--- start ---

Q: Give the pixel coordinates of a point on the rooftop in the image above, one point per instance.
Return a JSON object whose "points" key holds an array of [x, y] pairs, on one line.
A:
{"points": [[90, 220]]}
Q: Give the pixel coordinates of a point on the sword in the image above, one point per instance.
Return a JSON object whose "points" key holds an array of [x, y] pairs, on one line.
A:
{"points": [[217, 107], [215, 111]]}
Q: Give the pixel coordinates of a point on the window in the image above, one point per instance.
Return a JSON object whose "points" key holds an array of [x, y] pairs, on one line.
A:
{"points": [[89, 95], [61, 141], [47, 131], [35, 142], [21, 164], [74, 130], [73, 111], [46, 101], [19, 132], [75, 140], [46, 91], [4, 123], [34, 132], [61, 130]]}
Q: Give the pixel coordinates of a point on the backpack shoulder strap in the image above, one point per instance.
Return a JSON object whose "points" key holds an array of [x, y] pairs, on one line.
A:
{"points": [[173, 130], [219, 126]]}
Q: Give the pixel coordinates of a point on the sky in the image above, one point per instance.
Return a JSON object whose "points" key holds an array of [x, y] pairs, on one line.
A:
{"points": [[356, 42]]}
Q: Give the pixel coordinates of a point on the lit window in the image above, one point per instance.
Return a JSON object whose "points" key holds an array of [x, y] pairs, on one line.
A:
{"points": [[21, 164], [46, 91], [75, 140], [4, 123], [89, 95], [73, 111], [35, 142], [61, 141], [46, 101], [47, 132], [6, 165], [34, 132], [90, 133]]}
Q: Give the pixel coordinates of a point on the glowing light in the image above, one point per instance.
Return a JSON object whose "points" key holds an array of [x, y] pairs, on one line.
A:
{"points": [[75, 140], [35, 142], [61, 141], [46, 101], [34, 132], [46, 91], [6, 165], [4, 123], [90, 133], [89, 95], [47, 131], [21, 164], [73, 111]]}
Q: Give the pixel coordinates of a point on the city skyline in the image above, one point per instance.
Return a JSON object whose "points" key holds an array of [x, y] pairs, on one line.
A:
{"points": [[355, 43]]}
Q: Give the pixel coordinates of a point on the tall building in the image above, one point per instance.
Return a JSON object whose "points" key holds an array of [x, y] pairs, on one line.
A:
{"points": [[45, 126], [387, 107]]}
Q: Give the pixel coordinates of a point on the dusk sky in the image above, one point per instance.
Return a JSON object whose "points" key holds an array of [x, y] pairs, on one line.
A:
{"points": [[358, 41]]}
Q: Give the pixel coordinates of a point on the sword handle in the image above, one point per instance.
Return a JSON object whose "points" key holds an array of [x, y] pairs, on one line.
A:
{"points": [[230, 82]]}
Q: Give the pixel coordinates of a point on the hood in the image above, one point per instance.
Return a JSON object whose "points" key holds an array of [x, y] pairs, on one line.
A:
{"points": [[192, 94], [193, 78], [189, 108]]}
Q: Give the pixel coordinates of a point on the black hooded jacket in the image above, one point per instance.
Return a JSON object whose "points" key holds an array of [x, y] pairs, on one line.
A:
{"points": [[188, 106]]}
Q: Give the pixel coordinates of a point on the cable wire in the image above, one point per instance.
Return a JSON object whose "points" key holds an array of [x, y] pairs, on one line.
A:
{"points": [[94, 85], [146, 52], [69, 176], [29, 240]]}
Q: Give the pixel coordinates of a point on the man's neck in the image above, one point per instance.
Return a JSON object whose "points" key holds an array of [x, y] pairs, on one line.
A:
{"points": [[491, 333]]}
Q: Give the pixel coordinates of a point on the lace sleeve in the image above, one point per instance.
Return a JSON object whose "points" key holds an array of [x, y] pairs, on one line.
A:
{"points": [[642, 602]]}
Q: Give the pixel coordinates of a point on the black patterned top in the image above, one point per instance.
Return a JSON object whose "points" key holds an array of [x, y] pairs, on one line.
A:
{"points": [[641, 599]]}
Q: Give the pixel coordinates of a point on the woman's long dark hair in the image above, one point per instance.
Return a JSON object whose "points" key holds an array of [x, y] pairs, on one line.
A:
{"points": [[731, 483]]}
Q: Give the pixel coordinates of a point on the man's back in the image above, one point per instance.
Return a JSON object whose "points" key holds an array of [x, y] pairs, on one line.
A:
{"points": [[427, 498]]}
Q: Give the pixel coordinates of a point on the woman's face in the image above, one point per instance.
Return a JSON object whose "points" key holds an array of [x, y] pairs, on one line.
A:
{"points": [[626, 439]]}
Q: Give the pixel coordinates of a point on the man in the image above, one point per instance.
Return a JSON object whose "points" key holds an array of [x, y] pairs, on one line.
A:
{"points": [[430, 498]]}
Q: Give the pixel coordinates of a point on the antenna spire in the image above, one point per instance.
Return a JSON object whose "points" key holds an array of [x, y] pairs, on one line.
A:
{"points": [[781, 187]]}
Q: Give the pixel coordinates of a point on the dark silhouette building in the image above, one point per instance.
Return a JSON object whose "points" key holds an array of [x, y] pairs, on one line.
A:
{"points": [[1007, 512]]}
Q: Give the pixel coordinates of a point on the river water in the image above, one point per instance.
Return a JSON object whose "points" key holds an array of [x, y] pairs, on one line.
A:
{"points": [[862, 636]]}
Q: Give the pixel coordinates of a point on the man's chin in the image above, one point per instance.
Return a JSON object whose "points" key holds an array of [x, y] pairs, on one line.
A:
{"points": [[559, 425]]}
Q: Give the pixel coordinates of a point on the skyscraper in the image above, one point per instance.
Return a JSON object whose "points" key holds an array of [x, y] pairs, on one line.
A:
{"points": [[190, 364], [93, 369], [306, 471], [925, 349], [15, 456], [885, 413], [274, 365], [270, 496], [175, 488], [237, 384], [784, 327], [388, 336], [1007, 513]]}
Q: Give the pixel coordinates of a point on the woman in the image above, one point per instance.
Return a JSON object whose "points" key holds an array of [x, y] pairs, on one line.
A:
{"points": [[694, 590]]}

--- end ---

- WHAT TO PRODUCE:
Exact repetition is required for the lines from the one that contains "Q: Give the pixel coordinates of a point on the antenna" through the final line; leave out everything else.

- RESULT OF THIS TASK:
Q: Give the pixel coordinates of a point on the antenna spire in the image above, one point per instance.
Return a JSON object whose "points" key holds an array of [x, y] pairs, on one line.
A:
{"points": [[781, 187]]}
Q: Give the pixel coordinates of a point on the dark silhouette building in the image above, one point per instance.
Return a JSON object whose "points" key holds an array of [x, y] pairs, on one line.
A:
{"points": [[1007, 512]]}
Q: Give the pixel coordinates of a point on the river water in the image above, one point per instance.
Return a JSON object whose "points" key holds an array of [x, y] pairs, on one line.
A:
{"points": [[862, 636]]}
Q: Give the pixel coordinates of a point on the man's chin in the image above, one point per instance.
Return a JSON object whose "points" key holds an array of [x, y] pairs, on one line.
A:
{"points": [[559, 425]]}
Q: Give the pixel coordinates of a point on the skyscraper in the image above, one point per instance.
Return a JSON object whose "points" key holds an array of [x, y] pairs, on one line.
A:
{"points": [[190, 364], [93, 369], [306, 471], [925, 349], [15, 456], [885, 413], [274, 365], [270, 496], [175, 488], [237, 384], [784, 327], [388, 336], [1007, 513]]}
Q: Give the pixel coordinates of a point on the woman in the image above, one point per instance.
Return a JSON object whose "points" key holds an array of [x, y] pairs, on one line.
A:
{"points": [[694, 590]]}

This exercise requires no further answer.